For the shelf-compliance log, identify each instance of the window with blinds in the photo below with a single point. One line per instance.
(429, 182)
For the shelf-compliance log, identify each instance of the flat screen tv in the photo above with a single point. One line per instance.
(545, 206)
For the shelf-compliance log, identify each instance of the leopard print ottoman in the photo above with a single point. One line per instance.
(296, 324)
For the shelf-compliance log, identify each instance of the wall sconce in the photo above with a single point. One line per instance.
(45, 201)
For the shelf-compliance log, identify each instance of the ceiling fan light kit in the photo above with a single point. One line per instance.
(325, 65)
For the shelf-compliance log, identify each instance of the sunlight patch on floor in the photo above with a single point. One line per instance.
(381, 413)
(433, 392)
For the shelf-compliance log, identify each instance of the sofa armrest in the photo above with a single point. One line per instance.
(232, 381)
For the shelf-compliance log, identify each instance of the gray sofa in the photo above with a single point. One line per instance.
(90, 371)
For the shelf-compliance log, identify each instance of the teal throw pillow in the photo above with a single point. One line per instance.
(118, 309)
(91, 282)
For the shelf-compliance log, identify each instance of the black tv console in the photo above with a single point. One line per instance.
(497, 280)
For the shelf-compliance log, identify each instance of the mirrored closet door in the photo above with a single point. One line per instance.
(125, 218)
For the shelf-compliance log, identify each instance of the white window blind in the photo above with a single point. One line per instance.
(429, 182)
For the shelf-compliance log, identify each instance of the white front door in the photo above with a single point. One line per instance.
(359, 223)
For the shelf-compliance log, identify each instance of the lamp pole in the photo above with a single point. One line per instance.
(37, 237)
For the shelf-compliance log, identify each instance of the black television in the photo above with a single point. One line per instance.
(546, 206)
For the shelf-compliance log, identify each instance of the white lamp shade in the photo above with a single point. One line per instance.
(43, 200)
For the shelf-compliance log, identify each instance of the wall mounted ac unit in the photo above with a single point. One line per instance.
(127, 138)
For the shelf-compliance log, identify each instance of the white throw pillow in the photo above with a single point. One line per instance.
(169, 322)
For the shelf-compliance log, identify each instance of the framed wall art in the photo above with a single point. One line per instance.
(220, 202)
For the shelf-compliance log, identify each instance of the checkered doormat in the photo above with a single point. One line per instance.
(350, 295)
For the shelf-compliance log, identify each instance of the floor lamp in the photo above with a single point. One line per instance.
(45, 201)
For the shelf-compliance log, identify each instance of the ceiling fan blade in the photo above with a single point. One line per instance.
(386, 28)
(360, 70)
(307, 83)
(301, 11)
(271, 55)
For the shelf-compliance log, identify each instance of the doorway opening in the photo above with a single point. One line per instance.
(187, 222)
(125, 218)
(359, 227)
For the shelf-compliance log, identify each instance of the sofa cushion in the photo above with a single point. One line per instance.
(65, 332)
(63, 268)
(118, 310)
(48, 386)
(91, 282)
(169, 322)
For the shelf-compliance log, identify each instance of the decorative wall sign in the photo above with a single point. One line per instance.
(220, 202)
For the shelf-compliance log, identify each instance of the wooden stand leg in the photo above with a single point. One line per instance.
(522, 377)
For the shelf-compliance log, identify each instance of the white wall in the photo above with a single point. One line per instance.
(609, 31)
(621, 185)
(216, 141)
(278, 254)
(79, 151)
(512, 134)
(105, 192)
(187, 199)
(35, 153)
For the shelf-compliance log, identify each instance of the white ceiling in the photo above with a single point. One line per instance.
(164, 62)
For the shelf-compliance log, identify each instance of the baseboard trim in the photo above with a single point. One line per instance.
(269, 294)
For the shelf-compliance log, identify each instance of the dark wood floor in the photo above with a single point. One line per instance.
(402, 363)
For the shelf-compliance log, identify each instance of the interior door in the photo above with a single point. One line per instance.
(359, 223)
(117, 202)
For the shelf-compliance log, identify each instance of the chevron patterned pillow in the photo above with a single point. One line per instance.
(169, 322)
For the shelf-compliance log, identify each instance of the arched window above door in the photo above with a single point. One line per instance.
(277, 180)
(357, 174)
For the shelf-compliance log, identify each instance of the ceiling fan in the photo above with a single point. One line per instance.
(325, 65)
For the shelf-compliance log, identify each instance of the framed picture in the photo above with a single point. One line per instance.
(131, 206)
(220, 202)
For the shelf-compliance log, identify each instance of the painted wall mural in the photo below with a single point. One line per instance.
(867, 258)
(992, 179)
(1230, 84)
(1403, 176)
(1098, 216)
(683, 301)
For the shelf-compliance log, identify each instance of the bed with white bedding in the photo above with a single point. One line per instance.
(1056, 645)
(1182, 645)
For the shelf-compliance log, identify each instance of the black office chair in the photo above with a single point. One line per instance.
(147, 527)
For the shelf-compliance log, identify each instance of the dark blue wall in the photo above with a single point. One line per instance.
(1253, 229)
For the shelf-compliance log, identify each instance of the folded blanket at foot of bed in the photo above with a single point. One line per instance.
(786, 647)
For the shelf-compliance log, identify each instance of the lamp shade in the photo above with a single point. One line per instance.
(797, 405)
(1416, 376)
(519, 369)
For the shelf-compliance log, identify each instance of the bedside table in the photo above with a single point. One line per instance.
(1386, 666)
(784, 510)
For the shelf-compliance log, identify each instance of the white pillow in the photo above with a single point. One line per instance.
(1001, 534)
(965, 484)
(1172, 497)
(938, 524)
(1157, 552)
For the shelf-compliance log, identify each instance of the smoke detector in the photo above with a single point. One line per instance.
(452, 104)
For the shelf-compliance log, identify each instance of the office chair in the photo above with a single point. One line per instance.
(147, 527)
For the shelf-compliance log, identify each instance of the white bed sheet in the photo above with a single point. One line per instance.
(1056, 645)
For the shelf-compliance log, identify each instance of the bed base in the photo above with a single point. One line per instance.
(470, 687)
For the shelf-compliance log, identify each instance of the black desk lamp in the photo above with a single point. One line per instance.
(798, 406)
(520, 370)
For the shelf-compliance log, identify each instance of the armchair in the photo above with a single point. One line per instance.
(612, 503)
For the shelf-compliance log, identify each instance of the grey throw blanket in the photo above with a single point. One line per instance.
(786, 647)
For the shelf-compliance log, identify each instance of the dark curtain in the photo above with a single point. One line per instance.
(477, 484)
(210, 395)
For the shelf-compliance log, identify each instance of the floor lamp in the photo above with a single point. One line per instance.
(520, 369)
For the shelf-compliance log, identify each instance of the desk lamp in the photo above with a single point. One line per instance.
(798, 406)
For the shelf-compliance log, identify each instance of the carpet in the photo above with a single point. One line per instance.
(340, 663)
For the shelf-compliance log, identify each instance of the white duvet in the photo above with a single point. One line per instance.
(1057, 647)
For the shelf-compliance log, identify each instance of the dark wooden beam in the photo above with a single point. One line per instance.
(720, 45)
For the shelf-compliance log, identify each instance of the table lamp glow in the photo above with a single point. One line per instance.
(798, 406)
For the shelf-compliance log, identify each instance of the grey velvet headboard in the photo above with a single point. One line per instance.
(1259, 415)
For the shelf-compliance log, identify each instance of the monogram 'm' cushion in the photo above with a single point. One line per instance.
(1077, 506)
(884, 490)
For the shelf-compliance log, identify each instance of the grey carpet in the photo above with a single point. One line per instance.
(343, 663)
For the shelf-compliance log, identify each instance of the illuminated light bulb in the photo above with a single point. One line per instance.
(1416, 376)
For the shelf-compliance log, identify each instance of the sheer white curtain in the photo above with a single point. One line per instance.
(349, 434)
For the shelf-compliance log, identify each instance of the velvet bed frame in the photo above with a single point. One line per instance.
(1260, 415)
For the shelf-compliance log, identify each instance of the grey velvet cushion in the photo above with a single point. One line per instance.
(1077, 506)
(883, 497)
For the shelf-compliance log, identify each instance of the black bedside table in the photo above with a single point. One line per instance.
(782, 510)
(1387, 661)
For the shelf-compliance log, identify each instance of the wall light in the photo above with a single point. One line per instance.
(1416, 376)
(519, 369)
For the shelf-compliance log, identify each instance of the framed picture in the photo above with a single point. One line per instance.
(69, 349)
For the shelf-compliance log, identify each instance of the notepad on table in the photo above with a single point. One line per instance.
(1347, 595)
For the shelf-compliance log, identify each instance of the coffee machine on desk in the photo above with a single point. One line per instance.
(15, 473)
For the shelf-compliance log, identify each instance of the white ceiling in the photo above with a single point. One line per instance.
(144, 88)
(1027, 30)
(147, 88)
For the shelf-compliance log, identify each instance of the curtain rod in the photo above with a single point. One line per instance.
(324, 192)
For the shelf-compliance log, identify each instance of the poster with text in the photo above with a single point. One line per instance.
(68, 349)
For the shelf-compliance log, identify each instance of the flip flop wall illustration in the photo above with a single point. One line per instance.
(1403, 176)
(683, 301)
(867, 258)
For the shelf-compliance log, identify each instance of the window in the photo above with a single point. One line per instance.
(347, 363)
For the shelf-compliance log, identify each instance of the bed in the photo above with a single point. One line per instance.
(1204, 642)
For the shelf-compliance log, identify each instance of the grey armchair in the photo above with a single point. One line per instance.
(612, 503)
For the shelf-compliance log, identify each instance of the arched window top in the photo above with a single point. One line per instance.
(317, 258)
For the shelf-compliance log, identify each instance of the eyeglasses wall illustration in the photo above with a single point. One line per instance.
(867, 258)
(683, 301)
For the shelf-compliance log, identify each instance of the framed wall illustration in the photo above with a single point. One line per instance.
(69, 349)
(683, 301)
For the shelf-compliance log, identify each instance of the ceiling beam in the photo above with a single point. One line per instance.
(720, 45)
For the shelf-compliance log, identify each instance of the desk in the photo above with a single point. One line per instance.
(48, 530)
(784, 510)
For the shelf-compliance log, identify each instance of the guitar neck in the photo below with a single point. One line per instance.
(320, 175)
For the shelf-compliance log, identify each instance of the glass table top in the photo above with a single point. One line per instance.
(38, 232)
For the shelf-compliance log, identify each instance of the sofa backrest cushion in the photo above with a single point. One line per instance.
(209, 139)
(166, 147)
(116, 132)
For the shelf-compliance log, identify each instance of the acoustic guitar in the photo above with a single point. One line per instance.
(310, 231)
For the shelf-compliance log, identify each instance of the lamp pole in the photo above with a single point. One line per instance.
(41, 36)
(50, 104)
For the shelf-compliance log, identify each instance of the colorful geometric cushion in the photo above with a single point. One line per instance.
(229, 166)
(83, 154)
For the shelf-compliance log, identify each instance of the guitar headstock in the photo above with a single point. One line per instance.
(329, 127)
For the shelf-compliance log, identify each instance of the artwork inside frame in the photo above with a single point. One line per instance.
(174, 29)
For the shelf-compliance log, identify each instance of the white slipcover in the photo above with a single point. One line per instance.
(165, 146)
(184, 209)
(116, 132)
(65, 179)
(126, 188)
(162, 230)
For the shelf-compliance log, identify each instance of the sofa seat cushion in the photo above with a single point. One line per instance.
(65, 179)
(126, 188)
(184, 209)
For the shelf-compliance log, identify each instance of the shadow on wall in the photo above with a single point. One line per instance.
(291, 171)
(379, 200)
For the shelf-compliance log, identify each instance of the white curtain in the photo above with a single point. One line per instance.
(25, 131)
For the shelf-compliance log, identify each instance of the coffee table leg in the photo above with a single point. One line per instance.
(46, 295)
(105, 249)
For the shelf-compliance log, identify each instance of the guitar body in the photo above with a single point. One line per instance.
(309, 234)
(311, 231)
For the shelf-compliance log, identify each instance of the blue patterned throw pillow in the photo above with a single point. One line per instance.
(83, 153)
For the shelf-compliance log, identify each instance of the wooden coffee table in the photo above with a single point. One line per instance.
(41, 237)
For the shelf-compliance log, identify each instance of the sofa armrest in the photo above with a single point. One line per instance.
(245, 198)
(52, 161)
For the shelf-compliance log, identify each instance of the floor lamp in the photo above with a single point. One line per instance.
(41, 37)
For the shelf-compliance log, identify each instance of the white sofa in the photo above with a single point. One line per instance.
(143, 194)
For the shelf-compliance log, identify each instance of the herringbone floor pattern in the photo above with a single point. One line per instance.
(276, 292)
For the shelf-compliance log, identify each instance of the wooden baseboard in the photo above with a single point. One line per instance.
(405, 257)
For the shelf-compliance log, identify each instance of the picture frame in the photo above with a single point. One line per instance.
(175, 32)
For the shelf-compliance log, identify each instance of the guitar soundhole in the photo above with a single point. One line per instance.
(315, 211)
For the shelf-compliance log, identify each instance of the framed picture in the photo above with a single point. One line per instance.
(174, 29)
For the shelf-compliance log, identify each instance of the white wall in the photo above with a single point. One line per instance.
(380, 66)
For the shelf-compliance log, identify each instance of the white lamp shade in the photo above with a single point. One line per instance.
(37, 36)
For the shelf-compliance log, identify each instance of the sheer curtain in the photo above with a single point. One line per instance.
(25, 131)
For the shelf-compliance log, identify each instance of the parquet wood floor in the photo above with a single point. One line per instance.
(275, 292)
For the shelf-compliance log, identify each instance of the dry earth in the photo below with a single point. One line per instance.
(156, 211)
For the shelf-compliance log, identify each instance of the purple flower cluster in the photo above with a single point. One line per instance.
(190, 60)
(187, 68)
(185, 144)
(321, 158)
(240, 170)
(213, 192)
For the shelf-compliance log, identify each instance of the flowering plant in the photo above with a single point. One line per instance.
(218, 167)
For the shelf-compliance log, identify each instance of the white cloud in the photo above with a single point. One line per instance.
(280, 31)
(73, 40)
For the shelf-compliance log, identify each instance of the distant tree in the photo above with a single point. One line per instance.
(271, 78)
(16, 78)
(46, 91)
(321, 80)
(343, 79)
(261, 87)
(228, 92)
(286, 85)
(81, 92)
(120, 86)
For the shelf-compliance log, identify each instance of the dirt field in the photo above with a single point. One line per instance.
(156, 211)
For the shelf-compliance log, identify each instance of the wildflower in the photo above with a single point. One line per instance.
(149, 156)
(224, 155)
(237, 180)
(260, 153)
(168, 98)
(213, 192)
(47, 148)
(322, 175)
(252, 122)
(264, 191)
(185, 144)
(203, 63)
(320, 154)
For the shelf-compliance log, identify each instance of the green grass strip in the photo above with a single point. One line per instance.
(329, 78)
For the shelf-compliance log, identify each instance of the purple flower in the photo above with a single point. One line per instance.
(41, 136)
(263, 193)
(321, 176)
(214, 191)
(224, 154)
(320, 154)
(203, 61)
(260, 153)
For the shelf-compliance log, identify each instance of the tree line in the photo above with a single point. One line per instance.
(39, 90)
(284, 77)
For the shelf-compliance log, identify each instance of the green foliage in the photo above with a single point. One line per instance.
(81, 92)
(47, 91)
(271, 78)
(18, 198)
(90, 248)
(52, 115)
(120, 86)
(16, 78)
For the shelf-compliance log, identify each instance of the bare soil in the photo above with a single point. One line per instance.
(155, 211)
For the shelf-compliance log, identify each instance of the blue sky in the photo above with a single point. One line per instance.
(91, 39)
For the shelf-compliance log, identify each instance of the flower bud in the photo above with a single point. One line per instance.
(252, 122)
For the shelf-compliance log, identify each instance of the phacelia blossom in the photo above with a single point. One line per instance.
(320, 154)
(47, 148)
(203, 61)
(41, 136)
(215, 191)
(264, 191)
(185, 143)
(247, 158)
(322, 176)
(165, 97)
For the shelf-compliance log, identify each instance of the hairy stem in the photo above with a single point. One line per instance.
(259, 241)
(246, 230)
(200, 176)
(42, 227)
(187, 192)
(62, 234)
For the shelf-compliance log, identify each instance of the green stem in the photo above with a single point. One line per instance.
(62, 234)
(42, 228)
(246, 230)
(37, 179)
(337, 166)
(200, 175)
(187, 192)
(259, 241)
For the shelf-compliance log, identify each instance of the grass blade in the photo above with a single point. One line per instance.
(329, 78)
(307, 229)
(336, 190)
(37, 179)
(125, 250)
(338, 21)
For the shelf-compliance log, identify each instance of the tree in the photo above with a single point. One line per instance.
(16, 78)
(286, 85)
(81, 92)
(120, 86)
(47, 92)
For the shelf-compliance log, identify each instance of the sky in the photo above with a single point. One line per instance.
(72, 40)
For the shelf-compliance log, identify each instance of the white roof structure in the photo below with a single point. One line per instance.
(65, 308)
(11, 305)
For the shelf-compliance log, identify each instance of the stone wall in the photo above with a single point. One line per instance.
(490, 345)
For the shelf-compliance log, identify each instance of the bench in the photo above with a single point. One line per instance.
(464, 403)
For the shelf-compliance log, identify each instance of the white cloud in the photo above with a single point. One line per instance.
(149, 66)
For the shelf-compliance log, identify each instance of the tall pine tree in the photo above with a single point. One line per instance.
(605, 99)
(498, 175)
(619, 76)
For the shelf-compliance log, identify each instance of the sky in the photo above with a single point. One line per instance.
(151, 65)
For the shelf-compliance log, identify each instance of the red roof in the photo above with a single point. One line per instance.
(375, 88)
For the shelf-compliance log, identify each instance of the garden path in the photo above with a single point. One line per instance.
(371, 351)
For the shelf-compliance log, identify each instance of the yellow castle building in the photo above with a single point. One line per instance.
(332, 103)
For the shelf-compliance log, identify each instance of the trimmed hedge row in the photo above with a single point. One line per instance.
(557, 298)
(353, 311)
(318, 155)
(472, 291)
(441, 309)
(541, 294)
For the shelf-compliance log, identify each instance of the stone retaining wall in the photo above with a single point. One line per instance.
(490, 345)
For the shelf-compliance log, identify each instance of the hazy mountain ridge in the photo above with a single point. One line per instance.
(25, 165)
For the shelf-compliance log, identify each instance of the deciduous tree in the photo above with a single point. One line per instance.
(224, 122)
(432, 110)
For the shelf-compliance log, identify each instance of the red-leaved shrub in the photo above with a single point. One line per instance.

----------------------------------------

Problem to solve:
Arrange the data from the line that contains "of the deciduous" through the end of the data as a Markdown table with the columns Row and Line. Number each row and leave out any blank lines.

The completed task:
| Row | Line |
|---|---|
| 1 | For the shelf-compliance log, identify each instance of the deciduous tree in the photo above with a single point. One line per instance. |
| 2 | (224, 122) |
| 3 | (432, 110) |
| 4 | For the shelf-compliance log, identify each instance of the red-leaved shrub in the photo above with a single point. One line per instance. |